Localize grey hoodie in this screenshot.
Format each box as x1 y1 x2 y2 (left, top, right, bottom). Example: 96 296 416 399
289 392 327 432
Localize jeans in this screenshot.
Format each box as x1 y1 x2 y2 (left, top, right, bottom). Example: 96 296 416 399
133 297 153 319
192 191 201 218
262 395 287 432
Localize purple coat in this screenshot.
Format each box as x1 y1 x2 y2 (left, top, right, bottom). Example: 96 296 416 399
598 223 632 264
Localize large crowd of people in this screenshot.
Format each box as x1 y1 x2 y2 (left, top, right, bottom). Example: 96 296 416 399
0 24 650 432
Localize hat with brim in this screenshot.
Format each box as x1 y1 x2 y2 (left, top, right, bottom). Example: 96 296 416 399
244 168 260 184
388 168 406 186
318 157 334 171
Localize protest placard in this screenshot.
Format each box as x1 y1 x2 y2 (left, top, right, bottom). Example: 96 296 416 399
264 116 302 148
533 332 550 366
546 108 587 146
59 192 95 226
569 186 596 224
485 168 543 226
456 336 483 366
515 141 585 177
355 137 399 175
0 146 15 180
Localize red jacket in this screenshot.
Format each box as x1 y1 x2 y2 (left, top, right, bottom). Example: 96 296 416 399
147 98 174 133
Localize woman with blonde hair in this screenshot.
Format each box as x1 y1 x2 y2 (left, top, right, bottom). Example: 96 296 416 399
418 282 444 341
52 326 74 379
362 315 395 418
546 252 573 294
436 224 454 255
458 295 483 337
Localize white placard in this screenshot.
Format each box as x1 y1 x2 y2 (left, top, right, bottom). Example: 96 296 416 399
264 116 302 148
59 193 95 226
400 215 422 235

---

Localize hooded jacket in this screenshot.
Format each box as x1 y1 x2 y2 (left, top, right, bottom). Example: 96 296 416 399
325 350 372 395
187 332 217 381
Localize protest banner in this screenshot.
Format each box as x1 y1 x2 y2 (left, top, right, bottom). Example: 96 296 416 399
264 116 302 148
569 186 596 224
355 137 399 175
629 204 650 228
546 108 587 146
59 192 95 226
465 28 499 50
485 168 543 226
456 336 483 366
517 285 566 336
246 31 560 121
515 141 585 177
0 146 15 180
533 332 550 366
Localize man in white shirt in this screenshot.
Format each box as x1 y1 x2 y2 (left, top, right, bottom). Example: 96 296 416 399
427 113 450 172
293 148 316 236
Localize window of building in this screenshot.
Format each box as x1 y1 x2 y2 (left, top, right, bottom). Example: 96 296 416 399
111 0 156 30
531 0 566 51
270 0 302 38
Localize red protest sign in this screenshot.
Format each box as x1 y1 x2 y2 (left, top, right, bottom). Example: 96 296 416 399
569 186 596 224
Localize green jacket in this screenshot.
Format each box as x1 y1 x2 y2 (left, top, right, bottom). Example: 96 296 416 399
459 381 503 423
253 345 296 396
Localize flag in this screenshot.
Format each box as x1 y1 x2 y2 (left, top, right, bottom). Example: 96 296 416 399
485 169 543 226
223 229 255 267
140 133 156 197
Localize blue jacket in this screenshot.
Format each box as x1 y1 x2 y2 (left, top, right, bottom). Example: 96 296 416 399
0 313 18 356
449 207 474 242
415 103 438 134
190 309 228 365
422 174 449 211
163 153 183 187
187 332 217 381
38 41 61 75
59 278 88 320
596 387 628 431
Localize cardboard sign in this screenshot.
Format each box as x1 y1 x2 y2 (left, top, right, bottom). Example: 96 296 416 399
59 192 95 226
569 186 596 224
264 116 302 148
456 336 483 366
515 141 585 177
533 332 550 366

__Written instruction__
Reproduce the lines above from the one containing "Localize white placard in this screenshot." through the one containing "400 215 422 235", with both included.

__Correct result__
Localize white placard in this screenshot.
Format each box as x1 y1 x2 y2 (left, top, right, bottom). Example: 96 296 416 399
264 116 302 148
59 193 95 226
400 215 422 235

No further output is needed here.